-- start Records for this exercise --
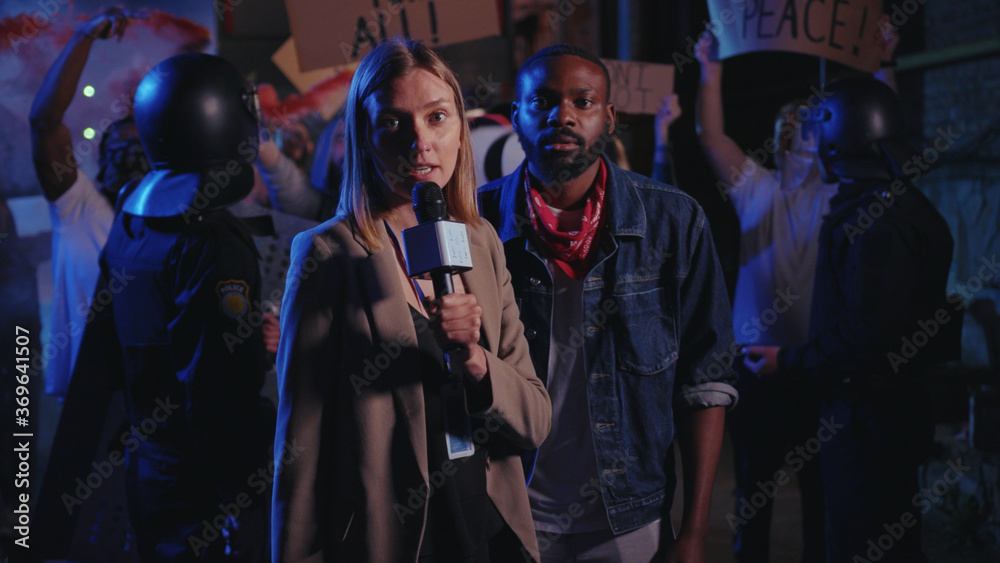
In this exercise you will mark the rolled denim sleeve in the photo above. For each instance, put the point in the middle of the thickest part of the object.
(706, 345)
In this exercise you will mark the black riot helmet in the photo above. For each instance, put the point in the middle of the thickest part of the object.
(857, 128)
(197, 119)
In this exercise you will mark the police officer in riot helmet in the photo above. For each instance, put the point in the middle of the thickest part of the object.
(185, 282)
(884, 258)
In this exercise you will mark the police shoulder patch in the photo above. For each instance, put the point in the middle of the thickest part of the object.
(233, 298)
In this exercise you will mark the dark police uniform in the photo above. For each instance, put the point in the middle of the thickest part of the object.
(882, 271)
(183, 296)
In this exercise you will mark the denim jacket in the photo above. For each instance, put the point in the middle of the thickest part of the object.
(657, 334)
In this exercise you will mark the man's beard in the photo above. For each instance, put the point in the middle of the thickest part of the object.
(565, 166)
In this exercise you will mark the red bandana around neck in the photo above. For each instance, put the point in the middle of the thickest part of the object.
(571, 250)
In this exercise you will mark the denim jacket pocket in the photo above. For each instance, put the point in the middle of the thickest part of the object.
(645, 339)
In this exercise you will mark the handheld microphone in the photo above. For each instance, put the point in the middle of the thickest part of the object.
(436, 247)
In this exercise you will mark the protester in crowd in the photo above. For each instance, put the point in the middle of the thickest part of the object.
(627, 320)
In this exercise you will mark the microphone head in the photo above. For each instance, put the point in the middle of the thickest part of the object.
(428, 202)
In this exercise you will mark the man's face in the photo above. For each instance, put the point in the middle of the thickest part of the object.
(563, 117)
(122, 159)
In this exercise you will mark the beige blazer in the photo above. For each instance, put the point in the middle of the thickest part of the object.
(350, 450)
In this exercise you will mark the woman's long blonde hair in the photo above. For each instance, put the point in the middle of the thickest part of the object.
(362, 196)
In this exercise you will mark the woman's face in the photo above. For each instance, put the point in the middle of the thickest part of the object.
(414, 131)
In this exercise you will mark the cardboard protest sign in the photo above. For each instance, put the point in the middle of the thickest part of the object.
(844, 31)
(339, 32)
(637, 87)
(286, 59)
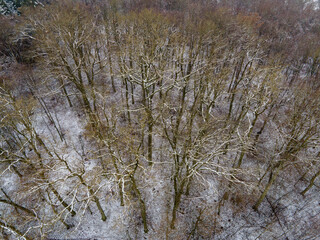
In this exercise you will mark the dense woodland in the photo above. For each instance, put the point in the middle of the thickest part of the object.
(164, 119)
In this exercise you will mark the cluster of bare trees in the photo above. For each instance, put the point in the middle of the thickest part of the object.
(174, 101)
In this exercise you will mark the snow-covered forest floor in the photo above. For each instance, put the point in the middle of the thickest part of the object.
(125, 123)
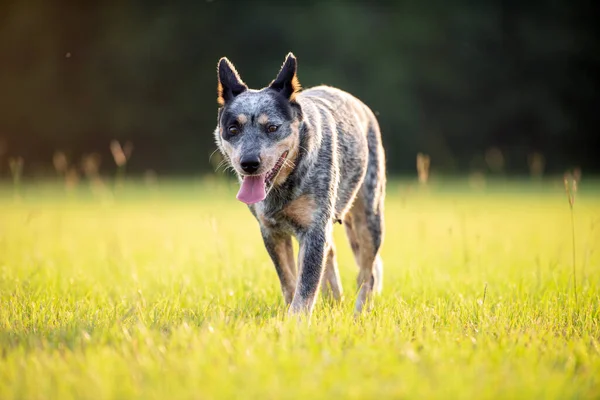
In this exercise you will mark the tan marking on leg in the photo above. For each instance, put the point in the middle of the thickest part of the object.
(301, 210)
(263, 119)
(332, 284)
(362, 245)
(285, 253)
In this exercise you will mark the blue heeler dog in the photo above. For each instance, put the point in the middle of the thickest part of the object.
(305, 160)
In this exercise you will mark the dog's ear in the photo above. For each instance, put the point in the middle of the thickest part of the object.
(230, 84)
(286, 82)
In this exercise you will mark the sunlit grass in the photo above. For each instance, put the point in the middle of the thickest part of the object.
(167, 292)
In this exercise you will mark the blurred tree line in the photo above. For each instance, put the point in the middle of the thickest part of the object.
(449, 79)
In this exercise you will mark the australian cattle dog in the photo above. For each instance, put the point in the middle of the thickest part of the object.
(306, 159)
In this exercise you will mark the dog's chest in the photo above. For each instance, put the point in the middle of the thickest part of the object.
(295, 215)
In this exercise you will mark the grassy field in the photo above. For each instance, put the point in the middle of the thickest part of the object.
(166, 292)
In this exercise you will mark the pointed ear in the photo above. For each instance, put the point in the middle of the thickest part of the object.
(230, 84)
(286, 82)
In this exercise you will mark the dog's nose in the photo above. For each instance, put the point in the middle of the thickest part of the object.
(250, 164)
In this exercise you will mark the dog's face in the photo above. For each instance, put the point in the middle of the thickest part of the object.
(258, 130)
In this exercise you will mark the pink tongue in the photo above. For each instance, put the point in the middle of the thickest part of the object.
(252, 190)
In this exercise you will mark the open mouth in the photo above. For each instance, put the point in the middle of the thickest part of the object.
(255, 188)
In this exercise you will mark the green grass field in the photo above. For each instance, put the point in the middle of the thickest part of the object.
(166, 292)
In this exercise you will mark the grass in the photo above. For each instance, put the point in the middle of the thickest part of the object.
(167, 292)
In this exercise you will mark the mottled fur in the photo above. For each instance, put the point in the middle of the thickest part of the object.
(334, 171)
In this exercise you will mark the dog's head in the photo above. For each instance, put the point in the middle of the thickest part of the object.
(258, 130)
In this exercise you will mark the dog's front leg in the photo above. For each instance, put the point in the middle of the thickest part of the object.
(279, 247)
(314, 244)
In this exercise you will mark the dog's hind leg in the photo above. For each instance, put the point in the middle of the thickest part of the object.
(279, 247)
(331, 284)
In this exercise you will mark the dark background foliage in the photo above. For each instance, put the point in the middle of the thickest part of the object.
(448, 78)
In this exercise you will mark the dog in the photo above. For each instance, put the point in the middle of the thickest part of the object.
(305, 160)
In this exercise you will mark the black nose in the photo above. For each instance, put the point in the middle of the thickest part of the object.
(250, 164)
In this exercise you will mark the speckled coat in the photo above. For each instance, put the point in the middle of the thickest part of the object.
-- end Records for this exercise --
-- Task to complete --
Reproduce the items verbatim, starting with the line that contains "In this exercise you will mark the dark background" and continuing through the final line of the items, inclusive.

-- Result for this exercise --
In this exercise you will mark the dark background foliage in the photo above. For each instance, put the point in the middle of the thickest part of the object.
(448, 78)
In this exercise you will mark the dog in the photo above. For each instance, put the point in the middle of the thickest part of the object.
(305, 160)
In this exercise you will mark the black nose in the photo above. For each instance, put the point in the middle of the thickest part of the object.
(250, 164)
In this exercise you will mark the speckled coat in the photo above. For each instance, put the point in the middle of the thickest part of the object.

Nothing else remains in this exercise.